(TASK STATEMENT) Please repeat the lines below, exactly and only, from the one that holds "Return the outline of every instance of the lighthouse" through the one that holds "query (the phrase naming what to segment): distant".

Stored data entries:
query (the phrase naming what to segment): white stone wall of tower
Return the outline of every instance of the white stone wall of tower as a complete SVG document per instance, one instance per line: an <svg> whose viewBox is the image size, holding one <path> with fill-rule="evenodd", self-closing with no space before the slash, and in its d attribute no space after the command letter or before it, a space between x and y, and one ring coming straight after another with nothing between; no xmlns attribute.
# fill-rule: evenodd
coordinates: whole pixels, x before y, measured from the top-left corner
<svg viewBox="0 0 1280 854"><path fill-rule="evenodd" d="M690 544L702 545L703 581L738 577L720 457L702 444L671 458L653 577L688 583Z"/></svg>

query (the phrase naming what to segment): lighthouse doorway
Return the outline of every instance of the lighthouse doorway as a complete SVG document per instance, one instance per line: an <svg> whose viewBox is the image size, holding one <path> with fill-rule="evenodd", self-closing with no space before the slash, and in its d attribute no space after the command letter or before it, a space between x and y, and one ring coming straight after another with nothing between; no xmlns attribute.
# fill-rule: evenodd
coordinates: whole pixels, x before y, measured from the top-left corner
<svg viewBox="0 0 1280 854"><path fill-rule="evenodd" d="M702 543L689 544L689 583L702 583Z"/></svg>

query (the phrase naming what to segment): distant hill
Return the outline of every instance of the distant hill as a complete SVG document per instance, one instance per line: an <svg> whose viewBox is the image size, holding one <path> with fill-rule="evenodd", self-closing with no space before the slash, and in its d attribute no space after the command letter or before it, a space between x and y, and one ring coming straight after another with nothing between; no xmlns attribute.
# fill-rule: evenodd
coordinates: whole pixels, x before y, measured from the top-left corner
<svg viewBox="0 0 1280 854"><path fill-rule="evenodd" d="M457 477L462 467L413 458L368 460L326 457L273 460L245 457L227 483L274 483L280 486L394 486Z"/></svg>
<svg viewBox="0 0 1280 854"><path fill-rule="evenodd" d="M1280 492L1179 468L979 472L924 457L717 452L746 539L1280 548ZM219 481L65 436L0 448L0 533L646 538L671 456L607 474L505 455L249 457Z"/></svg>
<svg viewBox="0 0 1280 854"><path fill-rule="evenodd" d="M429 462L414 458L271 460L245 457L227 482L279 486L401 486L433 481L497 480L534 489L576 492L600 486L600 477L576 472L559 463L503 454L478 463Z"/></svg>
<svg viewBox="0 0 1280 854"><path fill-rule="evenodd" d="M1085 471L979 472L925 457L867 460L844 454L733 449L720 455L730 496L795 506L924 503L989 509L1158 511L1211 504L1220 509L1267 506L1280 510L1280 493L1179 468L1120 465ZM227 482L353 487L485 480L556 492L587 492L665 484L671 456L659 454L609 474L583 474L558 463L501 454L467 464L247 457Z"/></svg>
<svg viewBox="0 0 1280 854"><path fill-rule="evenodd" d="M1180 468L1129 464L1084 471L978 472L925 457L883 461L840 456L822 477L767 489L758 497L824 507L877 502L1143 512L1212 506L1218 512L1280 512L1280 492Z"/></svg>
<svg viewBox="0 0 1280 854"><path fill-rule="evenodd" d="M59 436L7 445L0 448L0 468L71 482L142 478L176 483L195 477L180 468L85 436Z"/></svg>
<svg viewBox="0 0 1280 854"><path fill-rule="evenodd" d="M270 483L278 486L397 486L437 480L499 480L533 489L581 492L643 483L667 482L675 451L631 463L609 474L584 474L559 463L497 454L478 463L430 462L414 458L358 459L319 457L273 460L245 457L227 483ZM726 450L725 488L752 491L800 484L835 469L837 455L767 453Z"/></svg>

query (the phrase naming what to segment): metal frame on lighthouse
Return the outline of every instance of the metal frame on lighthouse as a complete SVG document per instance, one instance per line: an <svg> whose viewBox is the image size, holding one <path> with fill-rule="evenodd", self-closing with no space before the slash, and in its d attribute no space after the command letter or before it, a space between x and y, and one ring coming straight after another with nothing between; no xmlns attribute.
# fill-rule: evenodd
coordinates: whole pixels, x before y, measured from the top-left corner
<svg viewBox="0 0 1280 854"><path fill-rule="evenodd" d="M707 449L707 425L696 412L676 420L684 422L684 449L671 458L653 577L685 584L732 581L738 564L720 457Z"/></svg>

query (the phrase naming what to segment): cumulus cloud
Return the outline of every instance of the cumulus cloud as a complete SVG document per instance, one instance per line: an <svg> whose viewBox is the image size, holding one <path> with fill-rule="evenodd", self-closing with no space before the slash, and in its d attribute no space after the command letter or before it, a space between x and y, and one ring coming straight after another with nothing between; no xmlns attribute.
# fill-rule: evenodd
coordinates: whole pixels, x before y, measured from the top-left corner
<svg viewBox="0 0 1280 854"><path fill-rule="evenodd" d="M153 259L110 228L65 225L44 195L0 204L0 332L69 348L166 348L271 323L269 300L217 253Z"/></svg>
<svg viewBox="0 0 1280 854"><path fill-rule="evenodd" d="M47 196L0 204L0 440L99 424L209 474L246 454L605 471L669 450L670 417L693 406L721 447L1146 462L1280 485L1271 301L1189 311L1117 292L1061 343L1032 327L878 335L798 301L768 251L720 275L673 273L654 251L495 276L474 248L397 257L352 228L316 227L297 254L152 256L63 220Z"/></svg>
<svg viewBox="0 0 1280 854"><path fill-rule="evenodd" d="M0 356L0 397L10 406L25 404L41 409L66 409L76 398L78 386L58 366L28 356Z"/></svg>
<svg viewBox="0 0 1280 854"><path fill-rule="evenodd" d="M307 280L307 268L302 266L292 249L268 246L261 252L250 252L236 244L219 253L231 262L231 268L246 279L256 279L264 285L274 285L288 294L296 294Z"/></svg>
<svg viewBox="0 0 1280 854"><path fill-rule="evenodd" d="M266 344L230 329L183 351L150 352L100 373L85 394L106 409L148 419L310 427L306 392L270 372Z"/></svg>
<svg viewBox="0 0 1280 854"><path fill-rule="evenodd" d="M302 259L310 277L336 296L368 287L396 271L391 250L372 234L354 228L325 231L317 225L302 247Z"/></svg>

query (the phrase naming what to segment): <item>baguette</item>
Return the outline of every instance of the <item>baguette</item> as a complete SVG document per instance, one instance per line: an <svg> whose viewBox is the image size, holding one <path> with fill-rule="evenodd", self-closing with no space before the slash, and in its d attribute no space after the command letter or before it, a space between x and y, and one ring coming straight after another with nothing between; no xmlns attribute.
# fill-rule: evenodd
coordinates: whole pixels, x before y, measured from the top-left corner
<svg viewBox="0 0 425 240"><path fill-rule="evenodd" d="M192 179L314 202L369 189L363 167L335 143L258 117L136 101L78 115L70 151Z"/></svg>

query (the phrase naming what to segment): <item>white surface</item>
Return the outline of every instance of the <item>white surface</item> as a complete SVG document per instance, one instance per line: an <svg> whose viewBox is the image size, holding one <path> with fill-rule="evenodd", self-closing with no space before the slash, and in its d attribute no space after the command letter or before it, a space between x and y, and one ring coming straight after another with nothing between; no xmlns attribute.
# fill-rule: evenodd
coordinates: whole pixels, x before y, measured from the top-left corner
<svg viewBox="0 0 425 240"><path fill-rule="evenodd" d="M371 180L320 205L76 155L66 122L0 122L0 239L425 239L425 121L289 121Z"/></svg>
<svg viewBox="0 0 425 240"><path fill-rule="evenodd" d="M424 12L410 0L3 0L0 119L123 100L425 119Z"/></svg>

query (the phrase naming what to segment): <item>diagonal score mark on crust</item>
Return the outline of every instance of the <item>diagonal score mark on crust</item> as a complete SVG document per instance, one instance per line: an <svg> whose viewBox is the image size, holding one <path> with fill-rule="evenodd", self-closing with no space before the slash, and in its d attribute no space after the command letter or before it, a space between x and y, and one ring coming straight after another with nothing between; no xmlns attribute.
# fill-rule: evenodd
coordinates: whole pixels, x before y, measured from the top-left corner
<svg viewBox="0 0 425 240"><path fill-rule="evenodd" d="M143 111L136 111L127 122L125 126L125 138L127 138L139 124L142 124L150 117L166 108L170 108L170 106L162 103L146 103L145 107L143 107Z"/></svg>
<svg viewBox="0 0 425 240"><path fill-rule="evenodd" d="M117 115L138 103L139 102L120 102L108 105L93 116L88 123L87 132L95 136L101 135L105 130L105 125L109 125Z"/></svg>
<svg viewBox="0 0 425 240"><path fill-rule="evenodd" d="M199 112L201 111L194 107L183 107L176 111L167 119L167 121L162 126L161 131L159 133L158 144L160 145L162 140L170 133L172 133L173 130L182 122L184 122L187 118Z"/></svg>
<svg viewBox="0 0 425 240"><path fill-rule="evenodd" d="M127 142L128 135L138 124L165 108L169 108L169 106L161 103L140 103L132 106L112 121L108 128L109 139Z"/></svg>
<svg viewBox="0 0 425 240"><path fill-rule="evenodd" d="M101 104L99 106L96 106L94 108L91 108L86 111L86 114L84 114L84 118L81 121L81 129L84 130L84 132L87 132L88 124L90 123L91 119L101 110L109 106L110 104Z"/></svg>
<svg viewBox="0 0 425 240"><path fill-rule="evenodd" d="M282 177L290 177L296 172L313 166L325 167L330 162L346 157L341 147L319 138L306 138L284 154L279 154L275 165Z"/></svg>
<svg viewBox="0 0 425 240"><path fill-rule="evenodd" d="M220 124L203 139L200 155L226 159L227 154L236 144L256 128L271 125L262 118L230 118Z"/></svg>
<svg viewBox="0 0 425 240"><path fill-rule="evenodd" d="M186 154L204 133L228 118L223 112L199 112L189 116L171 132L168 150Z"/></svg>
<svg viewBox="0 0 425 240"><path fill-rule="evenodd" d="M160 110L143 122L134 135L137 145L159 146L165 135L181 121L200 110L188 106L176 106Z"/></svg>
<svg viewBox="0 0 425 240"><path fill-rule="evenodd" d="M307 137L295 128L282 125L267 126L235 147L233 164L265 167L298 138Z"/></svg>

(THE ANSWER)
Return the outline of every instance of the lighthouse doorway as a complete SVG document per instance, one instance per line: an <svg> whose viewBox is the image size, holding one <path> with fill-rule="evenodd", self-closing with no space before the slash, and in its d attribute no space after the command letter or before it, a space between x and y, and one ring coming straight after another with nothing between; no xmlns attribute.
# fill-rule: evenodd
coordinates: whole pixels, x before y, measured from the top-left corner
<svg viewBox="0 0 1280 854"><path fill-rule="evenodd" d="M702 543L689 544L689 583L702 583Z"/></svg>

query (the phrase naming what to segment): distant hill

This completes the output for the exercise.